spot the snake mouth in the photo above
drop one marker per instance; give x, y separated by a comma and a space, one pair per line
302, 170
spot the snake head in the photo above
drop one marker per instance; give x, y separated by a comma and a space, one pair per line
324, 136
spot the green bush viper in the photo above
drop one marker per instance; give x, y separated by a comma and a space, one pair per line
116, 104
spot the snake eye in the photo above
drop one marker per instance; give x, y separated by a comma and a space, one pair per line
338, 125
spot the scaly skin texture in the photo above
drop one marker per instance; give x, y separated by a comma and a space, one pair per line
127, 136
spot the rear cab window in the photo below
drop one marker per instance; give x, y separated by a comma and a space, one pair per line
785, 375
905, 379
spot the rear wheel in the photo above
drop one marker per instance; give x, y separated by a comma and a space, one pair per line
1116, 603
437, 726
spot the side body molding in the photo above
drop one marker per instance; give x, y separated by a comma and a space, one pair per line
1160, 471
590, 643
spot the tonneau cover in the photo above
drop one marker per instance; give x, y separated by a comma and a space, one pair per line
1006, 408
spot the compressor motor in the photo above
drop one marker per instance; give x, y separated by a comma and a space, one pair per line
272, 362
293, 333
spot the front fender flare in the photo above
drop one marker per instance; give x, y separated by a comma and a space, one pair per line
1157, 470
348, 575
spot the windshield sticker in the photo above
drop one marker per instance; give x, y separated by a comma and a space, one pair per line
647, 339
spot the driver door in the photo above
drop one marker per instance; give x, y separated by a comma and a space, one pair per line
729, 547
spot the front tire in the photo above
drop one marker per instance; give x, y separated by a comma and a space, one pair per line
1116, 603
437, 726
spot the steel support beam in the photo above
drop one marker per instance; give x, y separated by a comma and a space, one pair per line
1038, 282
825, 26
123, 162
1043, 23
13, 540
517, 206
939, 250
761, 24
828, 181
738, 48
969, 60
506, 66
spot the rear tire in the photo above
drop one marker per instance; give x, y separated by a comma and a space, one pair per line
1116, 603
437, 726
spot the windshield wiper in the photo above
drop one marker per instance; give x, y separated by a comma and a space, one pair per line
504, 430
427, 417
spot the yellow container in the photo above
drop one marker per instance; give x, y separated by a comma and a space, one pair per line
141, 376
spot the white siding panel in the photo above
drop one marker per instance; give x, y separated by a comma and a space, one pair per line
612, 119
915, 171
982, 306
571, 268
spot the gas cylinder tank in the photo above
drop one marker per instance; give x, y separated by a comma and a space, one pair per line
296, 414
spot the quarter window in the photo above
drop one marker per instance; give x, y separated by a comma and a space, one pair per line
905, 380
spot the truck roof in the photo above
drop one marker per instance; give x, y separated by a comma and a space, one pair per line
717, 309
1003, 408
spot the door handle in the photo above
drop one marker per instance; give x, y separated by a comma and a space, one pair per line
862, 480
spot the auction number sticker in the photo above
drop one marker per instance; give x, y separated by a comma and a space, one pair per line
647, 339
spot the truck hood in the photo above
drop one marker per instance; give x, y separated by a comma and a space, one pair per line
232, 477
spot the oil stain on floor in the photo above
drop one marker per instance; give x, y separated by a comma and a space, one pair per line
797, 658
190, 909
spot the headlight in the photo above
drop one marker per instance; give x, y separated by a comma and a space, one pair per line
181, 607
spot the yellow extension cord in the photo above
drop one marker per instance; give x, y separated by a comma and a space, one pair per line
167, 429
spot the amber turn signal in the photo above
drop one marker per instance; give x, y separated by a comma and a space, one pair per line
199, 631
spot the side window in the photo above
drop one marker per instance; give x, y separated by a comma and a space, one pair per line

•••

TASK – Repeat exactly the lines from the one containing "spot the headlight in the photo above" through the last line of the records above, both included, and nothing else.

ANSWER TO THE TASK –
spot the headlight in the photo above
drop one marker per instance; give x, y separated by a comma and a space, one pair per line
181, 607
spot the yellow extension cord in the photo above
drop one marker per instance; give x, y separated by a comma and a space, one pair per line
167, 429
spot the amber turn signal in the photo above
drop one marker per instance; give x, y separated by a comma and a space, one pair per line
199, 631
spot the side window in the photo above
drop one marker per instance; give x, y separated by a comma and a space, one pair per line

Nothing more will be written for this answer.